Aim of the task – Please reproduce the passage of the forum thread about med school math requirements between "You need statistics." and "class for admission.", inclusive, word for word.

──────── Document segment ────────

Does anyone know if this is going to work?
Or is it just one year of calculus?
Going to take the so-called “short” calculus like Socialstudy/Lifescience Calculus along with generic Statistics class.
Some schools don’t require mathematics. However, top med schools like Harvard, Hopkins, UCLA David Geffen require mathematics.
Such schools are:
http://hms.harvard.edu/departments/admissions/applying/requirements-admission
http://medschool.ucla.edu/apply-prerequisites
http://www.hopkinsmedicine.org/som/admissions/md/application_process/prerequisites_requirements.html
Thank you very much!
You need statistics. Statistics questions are included in all sections of the MCAT.
Plus a number of medicals schools “strongly recommend” or require a stats class for admission.
You will take statistics again in med school–and (according to both my Ds), the individuals who struggle most with this are the one who never had a stats class in undergrad. Stats in med school proceeds at a very rapid pace.
I am going to take Stats!
There is one stats class in schedule ahead for me.
Thank you very much for your advice
Calculus for Life Sciences + Biostatistics (or basic stats/stats applied to the life sciences) are necessary to do well on the MCAT and form the “1 year of math” requirement. Do not take “Stats for Business”, not only because the examples aren’t relevant, but also because the types of stats you study aren’t the ones you’ll need in med school.
It’s a generic Stats course. There isn’t biostats provided at my college
However, there is Business Stats available, but I won’ take that course.
Very few med schools explicitly require calc 2. So one semester of calc and one semester of statistics should work for most schools.
However, if you wish to use AP credit to completely take care of the requirement, that is not necessarily going to suffice. Med schools would typically like to see a college letter grade for any discipline where AP credit was received.
@umcoe16 Thank you very much, hopefully, I will try to take one semester of short Calculus (for Life Science/Social Science) or just conventional Calculus.

──────── Study material ────────

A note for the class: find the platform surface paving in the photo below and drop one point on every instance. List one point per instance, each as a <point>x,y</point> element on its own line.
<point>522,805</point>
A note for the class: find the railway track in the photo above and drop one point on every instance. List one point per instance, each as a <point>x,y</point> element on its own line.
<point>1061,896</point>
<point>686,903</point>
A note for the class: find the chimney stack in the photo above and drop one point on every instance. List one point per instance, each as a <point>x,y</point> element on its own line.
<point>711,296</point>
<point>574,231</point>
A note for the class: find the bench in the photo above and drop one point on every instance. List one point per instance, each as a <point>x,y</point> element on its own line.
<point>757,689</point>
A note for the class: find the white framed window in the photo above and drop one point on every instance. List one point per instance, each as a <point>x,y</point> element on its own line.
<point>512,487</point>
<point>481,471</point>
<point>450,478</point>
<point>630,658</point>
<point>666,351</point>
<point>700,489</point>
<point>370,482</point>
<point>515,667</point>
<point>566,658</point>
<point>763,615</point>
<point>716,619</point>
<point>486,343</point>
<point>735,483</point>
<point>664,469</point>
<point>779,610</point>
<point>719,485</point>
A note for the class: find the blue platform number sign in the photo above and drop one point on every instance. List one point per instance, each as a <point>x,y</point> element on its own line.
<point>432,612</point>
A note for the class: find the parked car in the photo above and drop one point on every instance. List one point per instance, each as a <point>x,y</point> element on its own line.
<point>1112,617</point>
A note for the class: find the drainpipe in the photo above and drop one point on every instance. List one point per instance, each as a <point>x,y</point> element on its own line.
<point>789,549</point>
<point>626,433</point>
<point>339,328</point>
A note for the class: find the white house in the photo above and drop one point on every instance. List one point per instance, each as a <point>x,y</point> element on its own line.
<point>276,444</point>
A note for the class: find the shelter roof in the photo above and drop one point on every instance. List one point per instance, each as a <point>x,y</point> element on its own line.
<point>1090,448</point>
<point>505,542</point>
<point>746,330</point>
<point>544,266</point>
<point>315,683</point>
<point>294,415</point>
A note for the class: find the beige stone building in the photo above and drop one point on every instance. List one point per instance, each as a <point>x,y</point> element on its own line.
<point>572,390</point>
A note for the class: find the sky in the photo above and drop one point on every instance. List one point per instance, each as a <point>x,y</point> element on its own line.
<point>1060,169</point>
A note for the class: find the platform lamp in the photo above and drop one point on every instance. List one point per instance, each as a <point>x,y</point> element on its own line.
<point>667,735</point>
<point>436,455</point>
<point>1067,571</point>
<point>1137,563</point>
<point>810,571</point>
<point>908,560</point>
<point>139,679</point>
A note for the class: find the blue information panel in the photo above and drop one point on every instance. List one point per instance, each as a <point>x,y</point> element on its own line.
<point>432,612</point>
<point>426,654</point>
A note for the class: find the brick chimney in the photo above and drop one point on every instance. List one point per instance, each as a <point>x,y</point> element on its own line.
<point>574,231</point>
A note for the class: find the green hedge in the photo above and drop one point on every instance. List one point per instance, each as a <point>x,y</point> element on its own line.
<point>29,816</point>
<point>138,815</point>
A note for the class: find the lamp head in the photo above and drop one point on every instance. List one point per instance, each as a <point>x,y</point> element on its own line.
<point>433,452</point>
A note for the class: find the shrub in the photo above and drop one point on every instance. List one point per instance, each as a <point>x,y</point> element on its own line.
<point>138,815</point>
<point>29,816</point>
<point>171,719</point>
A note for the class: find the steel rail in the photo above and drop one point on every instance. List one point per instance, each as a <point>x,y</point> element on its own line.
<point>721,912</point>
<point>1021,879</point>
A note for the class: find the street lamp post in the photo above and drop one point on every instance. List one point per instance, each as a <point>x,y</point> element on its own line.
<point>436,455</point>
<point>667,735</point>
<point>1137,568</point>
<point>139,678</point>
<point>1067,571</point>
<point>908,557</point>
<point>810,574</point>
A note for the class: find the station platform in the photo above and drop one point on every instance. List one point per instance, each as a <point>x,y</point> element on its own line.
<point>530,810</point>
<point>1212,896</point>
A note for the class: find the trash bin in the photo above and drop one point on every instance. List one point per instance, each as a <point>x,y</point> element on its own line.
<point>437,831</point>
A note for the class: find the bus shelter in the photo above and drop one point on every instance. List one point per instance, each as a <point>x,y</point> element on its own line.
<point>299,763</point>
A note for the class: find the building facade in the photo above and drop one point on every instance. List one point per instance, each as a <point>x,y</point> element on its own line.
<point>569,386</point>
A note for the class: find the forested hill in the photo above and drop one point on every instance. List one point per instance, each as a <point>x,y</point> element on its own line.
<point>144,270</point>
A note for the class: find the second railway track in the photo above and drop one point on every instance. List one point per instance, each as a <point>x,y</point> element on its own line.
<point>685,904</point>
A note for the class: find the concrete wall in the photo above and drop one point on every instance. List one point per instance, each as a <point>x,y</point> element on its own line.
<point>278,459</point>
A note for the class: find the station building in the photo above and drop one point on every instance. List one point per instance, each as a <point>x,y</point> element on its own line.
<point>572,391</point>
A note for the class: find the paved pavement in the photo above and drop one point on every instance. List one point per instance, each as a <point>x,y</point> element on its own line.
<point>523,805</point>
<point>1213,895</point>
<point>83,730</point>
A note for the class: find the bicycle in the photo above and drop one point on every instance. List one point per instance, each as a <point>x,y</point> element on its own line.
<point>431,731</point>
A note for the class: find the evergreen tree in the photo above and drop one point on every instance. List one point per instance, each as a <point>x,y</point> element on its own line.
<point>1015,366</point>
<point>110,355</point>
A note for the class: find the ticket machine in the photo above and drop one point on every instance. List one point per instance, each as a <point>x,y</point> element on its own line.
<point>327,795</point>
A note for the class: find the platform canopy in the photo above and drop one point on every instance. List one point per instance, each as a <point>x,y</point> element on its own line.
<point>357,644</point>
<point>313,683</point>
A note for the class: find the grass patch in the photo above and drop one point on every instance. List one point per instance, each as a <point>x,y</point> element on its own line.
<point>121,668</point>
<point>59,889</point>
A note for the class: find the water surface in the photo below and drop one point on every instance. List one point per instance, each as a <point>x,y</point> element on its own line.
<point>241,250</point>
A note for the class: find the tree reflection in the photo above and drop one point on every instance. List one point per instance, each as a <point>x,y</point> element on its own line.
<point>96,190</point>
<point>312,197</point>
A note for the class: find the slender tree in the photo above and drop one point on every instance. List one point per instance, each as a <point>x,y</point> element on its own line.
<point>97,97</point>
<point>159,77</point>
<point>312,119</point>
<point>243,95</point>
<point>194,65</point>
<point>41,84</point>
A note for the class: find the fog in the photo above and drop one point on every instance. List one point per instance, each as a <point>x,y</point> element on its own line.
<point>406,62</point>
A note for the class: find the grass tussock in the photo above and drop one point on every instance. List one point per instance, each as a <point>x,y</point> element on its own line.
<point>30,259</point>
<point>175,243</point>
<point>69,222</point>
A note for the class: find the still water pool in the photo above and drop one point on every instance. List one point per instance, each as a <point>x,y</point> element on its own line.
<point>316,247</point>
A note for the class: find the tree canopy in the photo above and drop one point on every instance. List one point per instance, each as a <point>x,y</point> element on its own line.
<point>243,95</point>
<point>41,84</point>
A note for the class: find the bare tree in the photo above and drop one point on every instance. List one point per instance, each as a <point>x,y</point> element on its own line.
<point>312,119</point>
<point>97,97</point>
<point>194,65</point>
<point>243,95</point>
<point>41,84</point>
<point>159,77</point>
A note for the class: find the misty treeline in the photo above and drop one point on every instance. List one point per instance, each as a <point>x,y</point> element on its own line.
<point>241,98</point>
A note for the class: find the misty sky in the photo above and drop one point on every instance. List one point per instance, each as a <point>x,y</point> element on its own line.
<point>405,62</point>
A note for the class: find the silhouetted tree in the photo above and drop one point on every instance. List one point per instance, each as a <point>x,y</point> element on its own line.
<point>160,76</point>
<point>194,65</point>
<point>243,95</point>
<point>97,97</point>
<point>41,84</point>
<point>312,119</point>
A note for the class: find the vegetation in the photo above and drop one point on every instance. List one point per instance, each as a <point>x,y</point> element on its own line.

────────

Your response –
You need statistics. Statistics questions are included in all sections of the MCAT.
Plus a number of medicals schools “strongly recommend” or require a stats class for admission.